### Text block

☆ ☆ ☆ ☆

Like the groundbreaking safety-net hospital she works for, Dr. Thea James is a dynamo. Among the many hats she wears, she serves as the vice president of mission and associate chief medical officer at Boston Medical Center. Eric Glass, Portfolio Manager for AB’s Fixed Income Impact Strategies shares a wide-ranging conversation with Dr. James touching on the hospital’s unconventional approach, measuring impact, and why charity alone is a bad business model.
Transcript
00:00 - 00:17
Welcome to On Purpose. I'm your host, Travis Allen, Senior Investment Strategist and National Managing Director at Bernstein. And today, I'm joined by Eric Glass, Portfolio Manager for Bernstein's Municipal Impact Bond Strategy, which focuses on investing in lower socioeconomic areas around the country.
00:23 - 00:58
Well, Eric, you recently hosted a conversation with Dr. Thea James, who is the Vice President of Mission and Associate Chief Medical Officer at Boston Medical Center. She's also an associate professor of emergency medicine and Director of the Violence Prevention Advocacy Program at BMC. Dr. James is also a founding member of the National Network of Hospital-Based Violence Intervention Advocacy Programs. And in 2011, she was appointed to the Attorney General Eric Holder's National Task Force for Children Exposed to Violence.
00:58 - 01:30
So, Eric, maybe start by telling us why shine a light on Boston Medical Center? So we've been a long-term investor in Boston Medical Center, Travis. We look at Boston Medical Center as the beacon of light around the provision of healthcare to underserved and under-resourced communities. For us, there's no, there's basically no better example of an institution that is not only providing a high-quality product within the confines of the four walls of their institution. of the medical center, but are actually going into and out into the community to make that community healthier.

☆ ☆ ☆ ☆

Saved data entries:
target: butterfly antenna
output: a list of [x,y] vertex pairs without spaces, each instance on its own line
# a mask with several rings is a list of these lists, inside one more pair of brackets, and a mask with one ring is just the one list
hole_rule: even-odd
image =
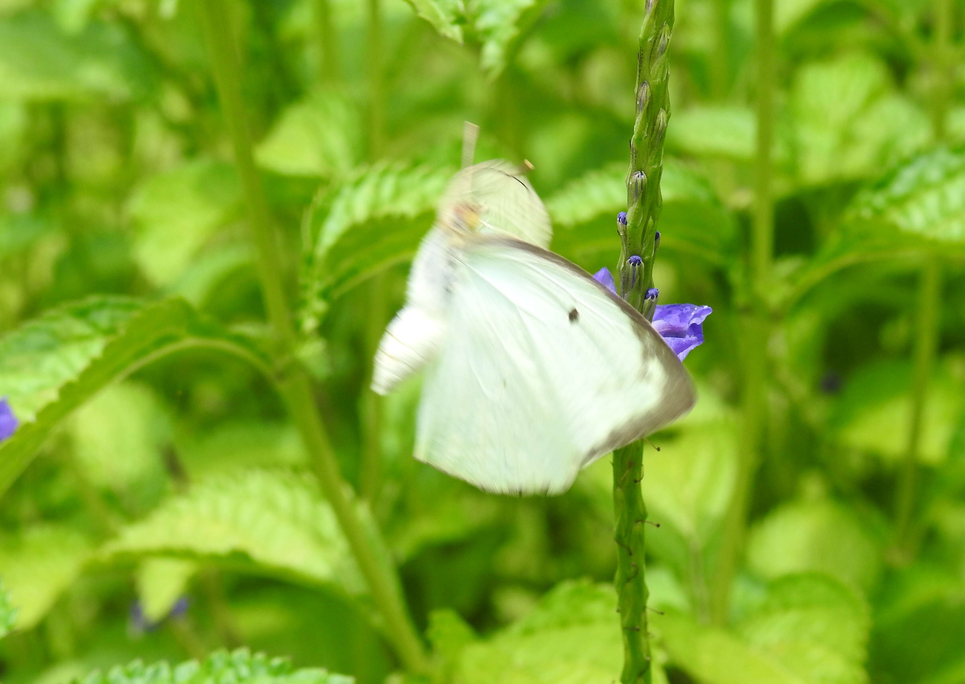
[[476,141],[480,137],[480,127],[475,123],[466,122],[462,124],[462,168],[473,165],[473,157],[476,156]]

☆ ☆ ☆ ☆

### Work request 1
List every role or appointment of Dr. Thea James that the Boston Medical Center text names.
### Work request 2
Decide whether each statement agrees with the Boston Medical Center text. Answer yes or no, and quote the words that settle it.
(a) Travis Allen hosts On Purpose.
(b) Dr. James was appointed to the National Task Force for Children Exposed to Violence in 2011.
(c) Eric Glass describes his team as a new investor in Boston Medical Center.
### Work request 3
Extend the Boston Medical Center text, picking up after its last sentence.
None of the rows are needed for this work.

### Answer space 1
- Vice president of mission at Boston Medical Center
- Associate chief medical officer at Boston Medical Center
- Associate professor of emergency medicine
- Director of the Violence Prevention Advocacy Program at BMC
- Founding member of the National Network of Hospital-Based Violence Intervention Advocacy Programs
- Appointee to Attorney General Eric Holder's National Task Force for Children Exposed to Violence

### Answer space 2
(a) Yes: "I'm your host, Travis Allen"
(b) Yes: "in 2011, she was appointed to the Attorney General Eric Holder's National Task Force for Children Exposed to Violence"
(c) No: "we've been a long-term investor in Boston Medical Center"

### Answer space 3
01:31 - 02:01
Your conversations with Dr. James started by focusing on the social determinants of health. Maybe tell us what that term means and why should medical institutions care about the social determinants of health? In general terms, only approximately 20 percent of our health is determined by clinical outcomes and genes. The other 80 percent of it basically comes from who we are, where we work, where we live, where we pray, and where we play.
02:02 - 02:18
And so if you think about it, how do people stay healthy? How do you stay healthy if you don't have high-quality shelter? How do you stay healthy if you don't have access to nutritious foods? How do you stay healthy if you live in an environment that's plagued by violence?
02:18 - 02:39
How do you stay healthy if you don't have access to mass transportation to go from place to place to place so they can do yourself care or things like child care where you can feel comfortable dropping off your child and then again attending to yourself without those things that seemingly are not necessarily associated with suturing a wound or transplanting an organ.
02:39 - 03:01
Those things are vital and essential to maintaining one's health and raising one's quality of life. As Dr. James points out, Boston Medical Center cares about these social determinants of health because they are inextricably linked to outcomes. So when people don't have those foundational things, health and health care will always rank secondary to surviving.
03:01 - 03:24
So when people have limited amounts of resources and money, they are making tough decisions every day about how to allocate those resources they have. Do I use my limited resources to pay rent, to buy food for the family, keep the lights on, or do I use it for a copay for a medical appointment or copay for a prescription or even transportation to a medical appointment. And for them,
03:24 - 03:45
it's an easy decision because health and healthcare will always remain secondary to survival. But meanwhile, these repeat visits to the ER, repeat hospitalizations are occurring because people are not able to prioritize the things that would require their health to remain stable.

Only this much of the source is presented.